• WHAT THE TASK ASKS
Your task is to return the span of lines beginning at the one with "of the open" and ending at the last line of the data, exactly as it stands.

• DATA RECORDS
= = = = =

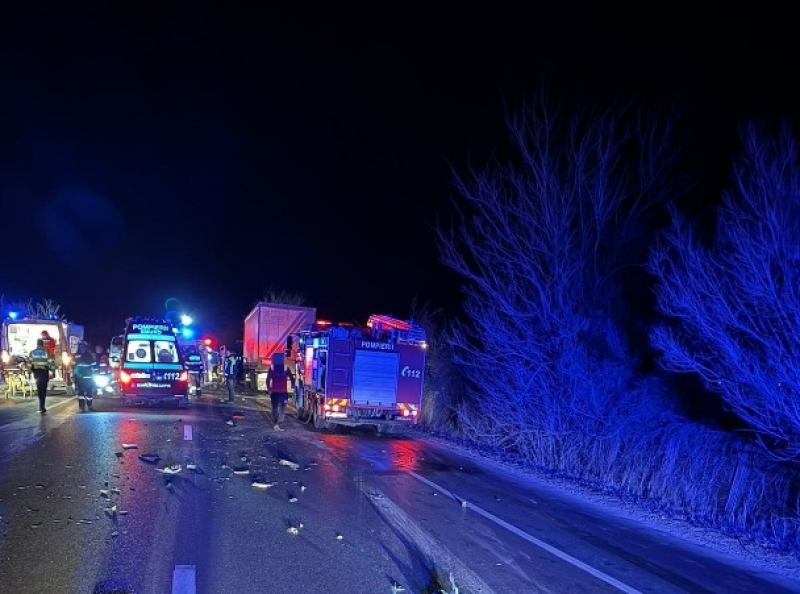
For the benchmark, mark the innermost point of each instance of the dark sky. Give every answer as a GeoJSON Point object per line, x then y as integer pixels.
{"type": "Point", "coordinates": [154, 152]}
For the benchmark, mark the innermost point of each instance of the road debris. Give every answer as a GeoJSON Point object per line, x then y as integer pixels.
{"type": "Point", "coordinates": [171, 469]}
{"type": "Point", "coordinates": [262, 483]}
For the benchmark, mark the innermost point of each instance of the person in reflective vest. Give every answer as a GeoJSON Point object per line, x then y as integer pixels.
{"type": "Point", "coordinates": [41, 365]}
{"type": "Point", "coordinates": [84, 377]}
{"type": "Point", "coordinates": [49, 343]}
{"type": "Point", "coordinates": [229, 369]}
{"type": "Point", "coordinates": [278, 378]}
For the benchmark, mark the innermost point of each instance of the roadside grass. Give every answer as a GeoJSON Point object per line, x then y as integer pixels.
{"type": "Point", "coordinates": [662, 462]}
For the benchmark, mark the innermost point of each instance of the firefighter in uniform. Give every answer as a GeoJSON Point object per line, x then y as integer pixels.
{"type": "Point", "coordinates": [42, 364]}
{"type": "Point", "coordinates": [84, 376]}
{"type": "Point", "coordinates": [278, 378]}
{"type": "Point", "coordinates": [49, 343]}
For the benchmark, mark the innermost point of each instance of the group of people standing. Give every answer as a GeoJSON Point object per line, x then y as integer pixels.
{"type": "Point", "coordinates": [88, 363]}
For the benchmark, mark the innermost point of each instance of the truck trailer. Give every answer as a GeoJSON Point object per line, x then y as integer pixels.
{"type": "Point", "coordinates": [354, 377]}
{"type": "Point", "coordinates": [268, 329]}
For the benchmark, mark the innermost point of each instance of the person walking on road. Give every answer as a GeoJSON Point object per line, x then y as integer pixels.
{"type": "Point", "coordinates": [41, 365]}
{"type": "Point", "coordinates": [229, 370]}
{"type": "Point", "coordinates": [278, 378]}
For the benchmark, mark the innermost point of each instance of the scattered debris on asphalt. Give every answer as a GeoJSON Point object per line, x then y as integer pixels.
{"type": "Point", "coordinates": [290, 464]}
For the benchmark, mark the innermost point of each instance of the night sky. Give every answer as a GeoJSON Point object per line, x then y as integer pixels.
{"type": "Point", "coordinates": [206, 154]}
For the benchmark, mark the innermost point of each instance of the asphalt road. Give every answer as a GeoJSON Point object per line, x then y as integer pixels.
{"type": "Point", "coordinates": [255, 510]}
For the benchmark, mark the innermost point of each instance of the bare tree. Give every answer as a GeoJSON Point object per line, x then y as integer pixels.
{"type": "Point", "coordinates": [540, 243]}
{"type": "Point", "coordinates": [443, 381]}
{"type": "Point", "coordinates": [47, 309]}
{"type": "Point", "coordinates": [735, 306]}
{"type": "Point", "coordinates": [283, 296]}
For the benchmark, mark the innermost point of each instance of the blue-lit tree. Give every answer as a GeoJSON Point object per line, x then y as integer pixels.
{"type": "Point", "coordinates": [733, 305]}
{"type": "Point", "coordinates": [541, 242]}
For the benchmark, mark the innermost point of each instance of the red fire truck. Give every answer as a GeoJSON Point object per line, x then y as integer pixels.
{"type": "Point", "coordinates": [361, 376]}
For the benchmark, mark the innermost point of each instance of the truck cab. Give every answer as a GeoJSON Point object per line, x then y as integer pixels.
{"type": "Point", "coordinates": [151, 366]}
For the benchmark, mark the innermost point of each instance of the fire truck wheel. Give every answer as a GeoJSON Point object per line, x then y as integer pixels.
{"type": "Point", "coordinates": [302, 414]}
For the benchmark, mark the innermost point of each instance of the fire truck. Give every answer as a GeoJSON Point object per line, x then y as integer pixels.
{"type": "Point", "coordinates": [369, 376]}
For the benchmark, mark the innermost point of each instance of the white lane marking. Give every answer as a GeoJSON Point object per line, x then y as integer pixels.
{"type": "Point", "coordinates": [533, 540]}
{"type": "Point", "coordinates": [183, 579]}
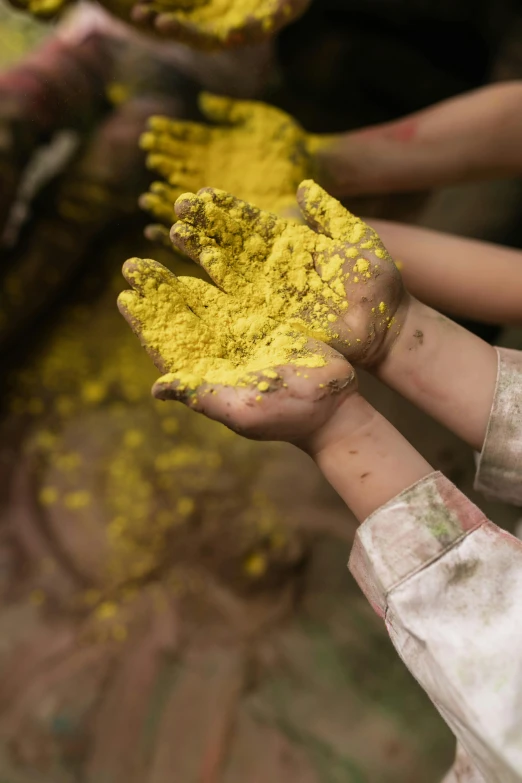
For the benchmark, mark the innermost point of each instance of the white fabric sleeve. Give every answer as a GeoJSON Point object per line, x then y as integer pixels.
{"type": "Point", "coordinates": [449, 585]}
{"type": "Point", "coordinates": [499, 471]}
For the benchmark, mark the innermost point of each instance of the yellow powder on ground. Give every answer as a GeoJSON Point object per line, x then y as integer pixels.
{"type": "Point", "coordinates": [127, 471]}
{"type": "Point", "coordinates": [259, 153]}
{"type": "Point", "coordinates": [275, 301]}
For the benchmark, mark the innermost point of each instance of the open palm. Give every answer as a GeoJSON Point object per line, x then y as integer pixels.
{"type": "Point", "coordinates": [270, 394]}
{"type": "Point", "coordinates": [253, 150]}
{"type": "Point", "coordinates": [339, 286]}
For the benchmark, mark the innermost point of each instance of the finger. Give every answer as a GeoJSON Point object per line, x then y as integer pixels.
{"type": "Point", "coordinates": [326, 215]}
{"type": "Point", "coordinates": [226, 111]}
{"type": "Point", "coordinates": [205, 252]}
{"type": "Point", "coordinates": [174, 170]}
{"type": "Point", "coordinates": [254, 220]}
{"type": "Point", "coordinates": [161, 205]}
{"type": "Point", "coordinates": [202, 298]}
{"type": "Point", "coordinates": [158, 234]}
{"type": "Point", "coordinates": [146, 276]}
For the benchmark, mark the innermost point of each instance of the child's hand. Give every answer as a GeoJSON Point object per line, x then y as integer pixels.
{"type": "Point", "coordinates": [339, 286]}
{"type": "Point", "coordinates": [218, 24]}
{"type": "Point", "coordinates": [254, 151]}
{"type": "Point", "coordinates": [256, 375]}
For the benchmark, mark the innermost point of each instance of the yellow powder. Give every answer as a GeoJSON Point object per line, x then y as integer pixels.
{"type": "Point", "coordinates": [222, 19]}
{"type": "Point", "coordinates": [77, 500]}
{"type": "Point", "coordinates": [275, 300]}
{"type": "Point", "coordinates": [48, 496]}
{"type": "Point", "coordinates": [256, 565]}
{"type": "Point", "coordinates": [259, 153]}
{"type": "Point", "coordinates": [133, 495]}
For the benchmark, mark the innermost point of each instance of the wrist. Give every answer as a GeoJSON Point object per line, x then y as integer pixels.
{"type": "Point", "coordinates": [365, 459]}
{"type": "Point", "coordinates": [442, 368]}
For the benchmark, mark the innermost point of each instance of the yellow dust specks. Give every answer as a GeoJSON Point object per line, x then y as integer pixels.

= = = = =

• SOLUTION BELOW
For the benchmark, mark the innermost point of each instance of the open palm. Give every answer as a GeoJSON Point object per line, x then y as integer pixels.
{"type": "Point", "coordinates": [270, 394]}
{"type": "Point", "coordinates": [253, 150]}
{"type": "Point", "coordinates": [339, 286]}
For the benchmark, mark the innermost point of each instance of the finger. Give every answer as a GeoJSON Point object per line, x then y as integer pixels.
{"type": "Point", "coordinates": [326, 215]}
{"type": "Point", "coordinates": [226, 111]}
{"type": "Point", "coordinates": [205, 252]}
{"type": "Point", "coordinates": [174, 170]}
{"type": "Point", "coordinates": [254, 220]}
{"type": "Point", "coordinates": [161, 205]}
{"type": "Point", "coordinates": [202, 298]}
{"type": "Point", "coordinates": [158, 234]}
{"type": "Point", "coordinates": [146, 276]}
For the benchmark, mark the innermost point of each instance of the child's hand. Give every answer as a GeoJSON Point object per line, x then y as integer pixels.
{"type": "Point", "coordinates": [339, 286]}
{"type": "Point", "coordinates": [218, 24]}
{"type": "Point", "coordinates": [254, 151]}
{"type": "Point", "coordinates": [256, 375]}
For the benchmark, mark the innermost point of each instance of the yellow powder. Give every answer as a GeoJSON Point object per line, x then y as integer pixels.
{"type": "Point", "coordinates": [222, 19]}
{"type": "Point", "coordinates": [77, 500]}
{"type": "Point", "coordinates": [275, 300]}
{"type": "Point", "coordinates": [48, 496]}
{"type": "Point", "coordinates": [256, 565]}
{"type": "Point", "coordinates": [259, 153]}
{"type": "Point", "coordinates": [133, 495]}
For the benchmark, mark the innermost point of each instance of the wrist. Give every answer as a GeoJSON Point object per line, x then y as integer pixels.
{"type": "Point", "coordinates": [365, 459]}
{"type": "Point", "coordinates": [442, 368]}
For the benchmark, mark the innermost point of each instance of the yellow dust specks. Give every answer as a GeoJSON Point object per line, x then y as integer pixels.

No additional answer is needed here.